Demonstratie wasserij Klaratex
28 februari 2019
Volgend op de co-creatieworkshop georganiseerd met een aantal wasserijen, bezochten wij de waterzuivering van Klaratex. Deze wasserij plaatste naar aanleiding van een Open Call project een MBR-RO (membraanbioreactor gevolgd door omgekeerde osmose) in samenwerking met onder andere Vlakwa en Vito.
Klaratex was op zoek naar een waterzuiveringsinstallatie die grondwater kan behandelen en die het eenvoudiger zou maken om te voldoen aan de opgelegde lozingsnormen (op riool). De finale vraag die bij hen rees was of hergebruik mogelijk is en of dit alles kan binnen een aanvaardbare ROI.

Opdracht -> Schrijf het verslag over de demonstratie bij wasserij Klaratex verder, aansluitend op de laatste zin.

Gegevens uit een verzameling

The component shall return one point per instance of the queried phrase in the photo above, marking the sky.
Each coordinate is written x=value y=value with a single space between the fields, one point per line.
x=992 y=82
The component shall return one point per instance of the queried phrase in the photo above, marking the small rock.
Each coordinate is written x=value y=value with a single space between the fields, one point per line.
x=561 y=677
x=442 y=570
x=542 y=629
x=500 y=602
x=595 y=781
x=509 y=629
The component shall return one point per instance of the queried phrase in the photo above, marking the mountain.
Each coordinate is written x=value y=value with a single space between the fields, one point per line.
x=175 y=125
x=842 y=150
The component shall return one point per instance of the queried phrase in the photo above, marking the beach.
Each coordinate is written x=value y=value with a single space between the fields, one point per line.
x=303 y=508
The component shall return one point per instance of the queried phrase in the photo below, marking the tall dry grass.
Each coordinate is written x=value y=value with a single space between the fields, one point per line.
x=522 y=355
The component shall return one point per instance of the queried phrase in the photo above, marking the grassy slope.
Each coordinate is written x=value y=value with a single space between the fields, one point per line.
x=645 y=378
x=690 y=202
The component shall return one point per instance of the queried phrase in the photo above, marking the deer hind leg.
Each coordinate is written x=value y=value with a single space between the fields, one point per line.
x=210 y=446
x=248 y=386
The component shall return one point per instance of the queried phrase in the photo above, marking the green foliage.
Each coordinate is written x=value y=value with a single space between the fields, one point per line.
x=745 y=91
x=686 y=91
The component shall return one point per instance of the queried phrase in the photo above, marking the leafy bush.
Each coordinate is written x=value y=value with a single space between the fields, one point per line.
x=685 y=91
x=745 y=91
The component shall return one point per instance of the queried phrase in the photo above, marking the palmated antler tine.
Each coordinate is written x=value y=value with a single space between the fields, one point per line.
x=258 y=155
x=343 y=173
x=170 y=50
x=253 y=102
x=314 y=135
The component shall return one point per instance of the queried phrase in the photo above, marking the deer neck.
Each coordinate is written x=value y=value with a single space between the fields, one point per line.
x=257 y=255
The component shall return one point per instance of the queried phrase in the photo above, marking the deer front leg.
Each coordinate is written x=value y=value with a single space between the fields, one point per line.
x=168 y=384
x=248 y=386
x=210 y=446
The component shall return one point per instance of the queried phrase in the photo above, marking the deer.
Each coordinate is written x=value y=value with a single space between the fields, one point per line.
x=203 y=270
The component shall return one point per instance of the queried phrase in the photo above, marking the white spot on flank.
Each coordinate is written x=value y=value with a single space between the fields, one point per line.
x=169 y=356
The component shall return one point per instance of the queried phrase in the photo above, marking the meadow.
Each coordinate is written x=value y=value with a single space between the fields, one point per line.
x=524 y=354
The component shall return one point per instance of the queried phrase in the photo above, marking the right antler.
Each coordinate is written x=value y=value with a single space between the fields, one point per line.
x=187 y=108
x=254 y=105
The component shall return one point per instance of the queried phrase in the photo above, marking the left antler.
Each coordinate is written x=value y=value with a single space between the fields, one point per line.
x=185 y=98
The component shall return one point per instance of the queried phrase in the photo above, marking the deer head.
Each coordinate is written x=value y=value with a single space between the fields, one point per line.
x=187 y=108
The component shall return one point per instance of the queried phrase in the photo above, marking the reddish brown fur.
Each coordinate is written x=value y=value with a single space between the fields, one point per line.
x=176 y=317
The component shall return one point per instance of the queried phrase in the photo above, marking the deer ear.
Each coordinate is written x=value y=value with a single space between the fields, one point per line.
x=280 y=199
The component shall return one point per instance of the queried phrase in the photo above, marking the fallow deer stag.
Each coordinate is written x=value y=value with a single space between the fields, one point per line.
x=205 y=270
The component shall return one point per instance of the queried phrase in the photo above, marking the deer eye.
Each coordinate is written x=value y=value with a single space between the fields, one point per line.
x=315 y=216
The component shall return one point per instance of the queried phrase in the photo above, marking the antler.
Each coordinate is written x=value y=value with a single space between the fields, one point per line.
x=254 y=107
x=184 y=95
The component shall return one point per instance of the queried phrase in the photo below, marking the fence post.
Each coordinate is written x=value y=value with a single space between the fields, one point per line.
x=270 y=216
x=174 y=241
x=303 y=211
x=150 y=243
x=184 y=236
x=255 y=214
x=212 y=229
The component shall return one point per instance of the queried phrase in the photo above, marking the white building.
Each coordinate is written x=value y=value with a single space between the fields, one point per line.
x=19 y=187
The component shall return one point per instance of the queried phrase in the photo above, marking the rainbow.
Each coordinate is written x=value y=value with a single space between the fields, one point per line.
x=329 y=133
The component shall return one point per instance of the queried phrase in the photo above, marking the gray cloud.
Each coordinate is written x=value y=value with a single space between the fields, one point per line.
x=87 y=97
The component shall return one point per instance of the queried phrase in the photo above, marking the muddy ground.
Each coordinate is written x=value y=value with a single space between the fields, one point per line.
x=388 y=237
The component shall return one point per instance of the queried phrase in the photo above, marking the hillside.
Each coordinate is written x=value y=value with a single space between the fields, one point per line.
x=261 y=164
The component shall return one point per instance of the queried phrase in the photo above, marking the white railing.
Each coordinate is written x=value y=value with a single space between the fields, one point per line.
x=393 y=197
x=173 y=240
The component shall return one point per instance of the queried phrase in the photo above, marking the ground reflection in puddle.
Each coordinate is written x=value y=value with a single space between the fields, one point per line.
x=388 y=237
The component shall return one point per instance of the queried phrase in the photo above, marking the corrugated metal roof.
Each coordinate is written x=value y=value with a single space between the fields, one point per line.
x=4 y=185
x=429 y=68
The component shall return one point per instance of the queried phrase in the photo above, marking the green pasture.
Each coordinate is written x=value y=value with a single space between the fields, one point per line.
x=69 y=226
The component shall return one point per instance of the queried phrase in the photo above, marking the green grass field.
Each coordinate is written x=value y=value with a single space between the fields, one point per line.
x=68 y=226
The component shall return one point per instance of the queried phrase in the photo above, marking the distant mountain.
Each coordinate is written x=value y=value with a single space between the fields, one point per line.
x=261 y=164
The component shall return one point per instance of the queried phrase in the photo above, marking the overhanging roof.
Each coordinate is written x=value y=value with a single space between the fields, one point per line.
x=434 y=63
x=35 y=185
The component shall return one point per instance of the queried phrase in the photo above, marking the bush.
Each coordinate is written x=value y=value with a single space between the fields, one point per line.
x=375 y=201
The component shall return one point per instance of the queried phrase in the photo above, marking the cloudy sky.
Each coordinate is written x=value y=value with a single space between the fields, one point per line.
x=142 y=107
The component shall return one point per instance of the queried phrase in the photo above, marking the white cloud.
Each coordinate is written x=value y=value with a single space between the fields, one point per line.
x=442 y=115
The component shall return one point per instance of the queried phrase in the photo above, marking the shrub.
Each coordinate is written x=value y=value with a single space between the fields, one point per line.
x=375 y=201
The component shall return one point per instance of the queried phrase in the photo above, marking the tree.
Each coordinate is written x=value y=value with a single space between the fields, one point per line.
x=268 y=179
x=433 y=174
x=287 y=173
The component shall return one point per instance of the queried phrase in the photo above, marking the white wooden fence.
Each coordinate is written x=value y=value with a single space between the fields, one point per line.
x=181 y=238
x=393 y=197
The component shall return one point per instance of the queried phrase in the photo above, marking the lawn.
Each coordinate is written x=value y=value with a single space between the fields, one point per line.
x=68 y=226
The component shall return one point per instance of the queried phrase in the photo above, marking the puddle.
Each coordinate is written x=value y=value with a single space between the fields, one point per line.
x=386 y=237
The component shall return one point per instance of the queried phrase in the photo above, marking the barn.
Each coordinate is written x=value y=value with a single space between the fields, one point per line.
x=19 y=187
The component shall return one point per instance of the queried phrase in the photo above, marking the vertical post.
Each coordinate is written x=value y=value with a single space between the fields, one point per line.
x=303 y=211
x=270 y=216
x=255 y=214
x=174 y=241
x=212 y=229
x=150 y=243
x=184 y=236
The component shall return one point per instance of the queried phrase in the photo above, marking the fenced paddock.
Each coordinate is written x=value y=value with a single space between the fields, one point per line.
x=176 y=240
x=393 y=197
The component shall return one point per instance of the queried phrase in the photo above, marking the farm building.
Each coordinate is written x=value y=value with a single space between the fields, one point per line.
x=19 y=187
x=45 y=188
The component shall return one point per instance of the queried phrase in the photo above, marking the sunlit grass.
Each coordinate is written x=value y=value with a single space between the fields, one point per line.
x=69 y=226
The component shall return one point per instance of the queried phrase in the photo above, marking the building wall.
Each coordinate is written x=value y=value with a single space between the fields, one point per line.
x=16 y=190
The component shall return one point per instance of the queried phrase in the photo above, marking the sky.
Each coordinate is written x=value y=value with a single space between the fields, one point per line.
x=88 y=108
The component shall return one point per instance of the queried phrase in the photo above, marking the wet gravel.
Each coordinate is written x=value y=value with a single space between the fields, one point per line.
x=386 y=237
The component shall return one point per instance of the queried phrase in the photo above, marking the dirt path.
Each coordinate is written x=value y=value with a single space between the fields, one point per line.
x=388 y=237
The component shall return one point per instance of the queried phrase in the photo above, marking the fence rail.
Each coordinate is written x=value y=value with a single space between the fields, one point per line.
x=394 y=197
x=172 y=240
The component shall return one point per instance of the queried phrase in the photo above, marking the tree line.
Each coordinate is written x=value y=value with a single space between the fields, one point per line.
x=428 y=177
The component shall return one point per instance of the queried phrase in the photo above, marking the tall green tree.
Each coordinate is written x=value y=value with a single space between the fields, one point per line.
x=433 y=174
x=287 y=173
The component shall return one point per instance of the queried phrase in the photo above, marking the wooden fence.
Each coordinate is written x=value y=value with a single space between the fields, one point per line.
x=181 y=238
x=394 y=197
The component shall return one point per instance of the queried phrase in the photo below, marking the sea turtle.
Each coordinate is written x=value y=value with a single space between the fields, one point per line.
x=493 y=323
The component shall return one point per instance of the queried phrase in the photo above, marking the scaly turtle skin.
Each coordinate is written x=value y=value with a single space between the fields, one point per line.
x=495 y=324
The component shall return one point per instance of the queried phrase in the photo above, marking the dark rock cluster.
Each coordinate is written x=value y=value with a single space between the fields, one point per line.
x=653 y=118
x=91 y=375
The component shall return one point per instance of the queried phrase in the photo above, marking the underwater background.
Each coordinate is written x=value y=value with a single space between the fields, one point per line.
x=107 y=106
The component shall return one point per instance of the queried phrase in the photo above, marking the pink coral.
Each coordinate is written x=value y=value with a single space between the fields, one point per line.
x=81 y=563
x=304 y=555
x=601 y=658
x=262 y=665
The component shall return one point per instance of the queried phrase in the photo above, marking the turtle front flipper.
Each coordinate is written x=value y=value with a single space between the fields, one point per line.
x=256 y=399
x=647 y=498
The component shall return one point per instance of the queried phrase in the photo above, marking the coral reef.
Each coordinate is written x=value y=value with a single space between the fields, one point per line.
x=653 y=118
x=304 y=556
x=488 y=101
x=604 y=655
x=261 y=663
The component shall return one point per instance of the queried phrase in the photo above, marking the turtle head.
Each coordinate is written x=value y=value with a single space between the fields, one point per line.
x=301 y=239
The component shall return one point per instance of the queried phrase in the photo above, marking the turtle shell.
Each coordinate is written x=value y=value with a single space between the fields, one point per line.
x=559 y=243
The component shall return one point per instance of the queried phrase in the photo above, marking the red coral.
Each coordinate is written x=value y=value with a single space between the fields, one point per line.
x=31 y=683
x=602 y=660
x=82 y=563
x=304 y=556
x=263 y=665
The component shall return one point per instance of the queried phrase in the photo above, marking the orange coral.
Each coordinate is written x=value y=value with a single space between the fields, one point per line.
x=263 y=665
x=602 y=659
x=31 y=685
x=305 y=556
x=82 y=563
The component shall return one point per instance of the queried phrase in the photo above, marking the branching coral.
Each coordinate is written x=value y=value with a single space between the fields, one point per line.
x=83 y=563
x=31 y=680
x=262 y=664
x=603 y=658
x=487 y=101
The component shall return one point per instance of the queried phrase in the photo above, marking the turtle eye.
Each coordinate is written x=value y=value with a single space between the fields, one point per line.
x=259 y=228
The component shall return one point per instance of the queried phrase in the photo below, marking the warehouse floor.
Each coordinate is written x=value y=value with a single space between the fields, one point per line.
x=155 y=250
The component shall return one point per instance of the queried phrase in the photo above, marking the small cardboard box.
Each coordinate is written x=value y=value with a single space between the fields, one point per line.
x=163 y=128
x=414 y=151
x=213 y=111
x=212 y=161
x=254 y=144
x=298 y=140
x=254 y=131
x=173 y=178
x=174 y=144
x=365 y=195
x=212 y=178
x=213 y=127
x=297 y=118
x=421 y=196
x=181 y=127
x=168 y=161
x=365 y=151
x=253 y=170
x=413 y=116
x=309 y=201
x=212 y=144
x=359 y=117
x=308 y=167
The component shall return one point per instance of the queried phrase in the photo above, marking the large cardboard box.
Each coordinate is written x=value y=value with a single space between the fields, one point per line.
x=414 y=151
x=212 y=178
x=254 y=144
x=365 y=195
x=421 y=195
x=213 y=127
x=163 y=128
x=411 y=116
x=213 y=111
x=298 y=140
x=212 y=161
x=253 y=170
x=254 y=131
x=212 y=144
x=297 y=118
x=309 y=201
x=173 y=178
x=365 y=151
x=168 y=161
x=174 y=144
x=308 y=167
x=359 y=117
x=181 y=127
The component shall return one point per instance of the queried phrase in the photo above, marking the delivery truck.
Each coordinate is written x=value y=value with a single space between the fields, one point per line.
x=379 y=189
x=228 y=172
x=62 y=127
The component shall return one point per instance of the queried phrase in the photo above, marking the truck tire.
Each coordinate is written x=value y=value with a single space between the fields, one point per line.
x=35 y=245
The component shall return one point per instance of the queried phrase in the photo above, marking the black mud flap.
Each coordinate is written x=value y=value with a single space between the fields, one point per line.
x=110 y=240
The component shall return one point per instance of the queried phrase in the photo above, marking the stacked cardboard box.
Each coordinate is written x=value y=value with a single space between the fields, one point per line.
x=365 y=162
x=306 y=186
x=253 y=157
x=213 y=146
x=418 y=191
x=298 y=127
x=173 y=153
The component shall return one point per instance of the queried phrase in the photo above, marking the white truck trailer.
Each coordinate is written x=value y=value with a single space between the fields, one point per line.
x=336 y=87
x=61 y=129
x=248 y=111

Schriftelijk antwoord ->
Het concept dat er uiteindelijk kwam behaalt de lozingsnormen (op riool), reduceert de heffingskosten, reduceert de gasfactuur, integreert grondwaterbehandeling, vermindert de spui van de stoomketel, zorgt voor minimale omgevingshinder en implementeert hergebruik van het afvalwater. Schematisch ziet dit concept er ongeveer zo uit:
Omdat water een grondstof is voor de wasserij, heeft de veranderde kwaliteit van het water gevolgen voor de productie. Het is voor Klaratex van belang om aangepaste wasmiddelen te gebruiken met dit concept.
Typisch heeft RO-permeaat (nvdr. het water dat doorheen een RO membraan migreert en tot op een hoog niveau gezuiverd is) een zuurdere pH, maar geen buffercapaciteit (d.w.z. dat bij het toevoegen van een minimale hoeveelheid neutraal water de pH onmiddellijk verschuift). Het water bevat nog slechts weinig ionen en heeft dus een uitzonderlijk lage geleidbaarheid. Ten laatste is ook op te merken dat het RO-permeaat nog restwarmte bevat van de productie. Dit laatste heeft een positieve invloed op het energieverbruik, het proceswater moet namelijk minder worden verwarmd.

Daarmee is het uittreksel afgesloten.